» DIRECTIONS FOR THIS TASK: Write out every line of the rows below again, requests included, but shift each coordinate in the answers up by 51. Leave the pictures out.

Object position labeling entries
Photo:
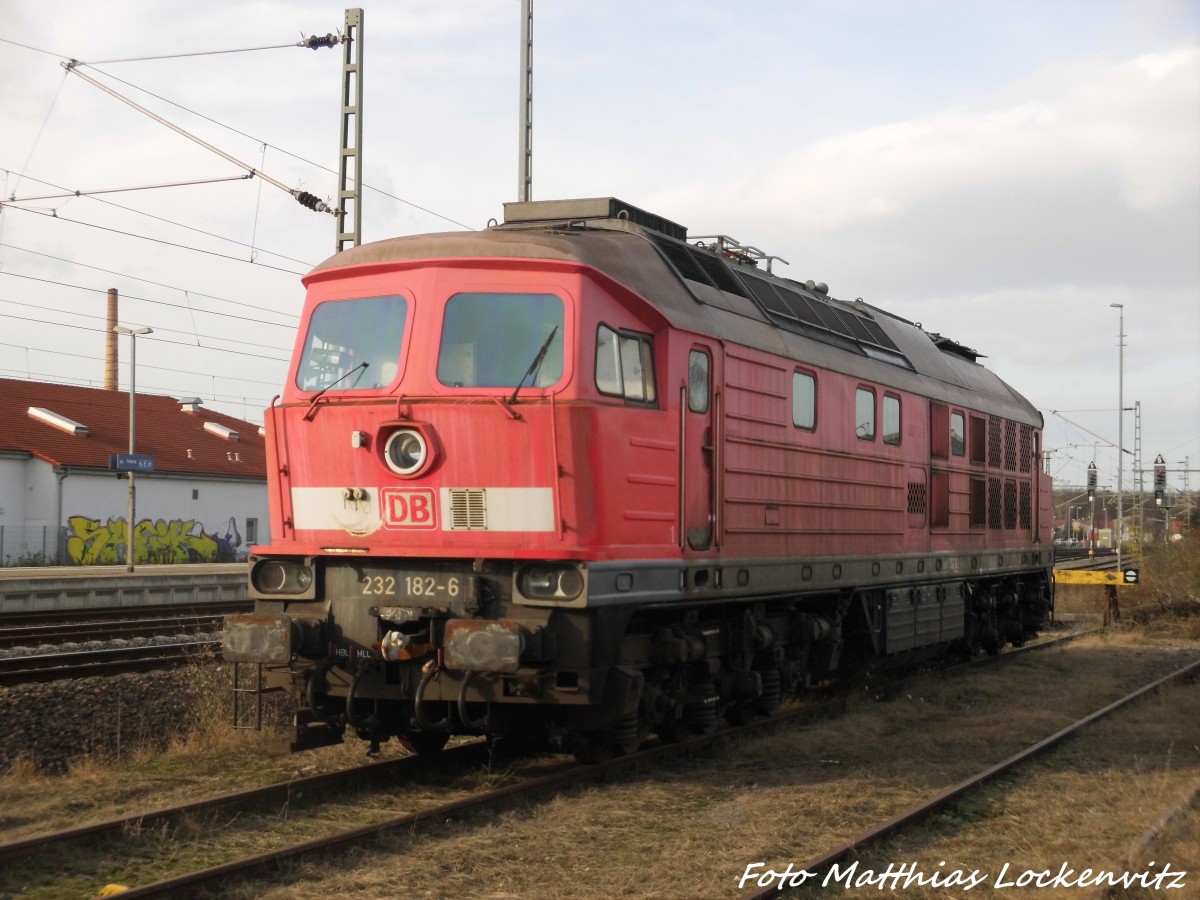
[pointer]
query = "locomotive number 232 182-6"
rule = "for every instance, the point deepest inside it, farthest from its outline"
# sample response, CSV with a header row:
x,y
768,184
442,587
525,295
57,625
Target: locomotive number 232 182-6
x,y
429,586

» SOLUTION TO THIS TASK:
Photo:
[pointer]
query = "locomotive number 232 182-6"
rule = "for every instance, the point deepest inside it, farthest from its outline"
# sample response, CSV with a header row:
x,y
768,184
442,587
525,295
57,625
Target: locomotive number 232 182-6
x,y
480,637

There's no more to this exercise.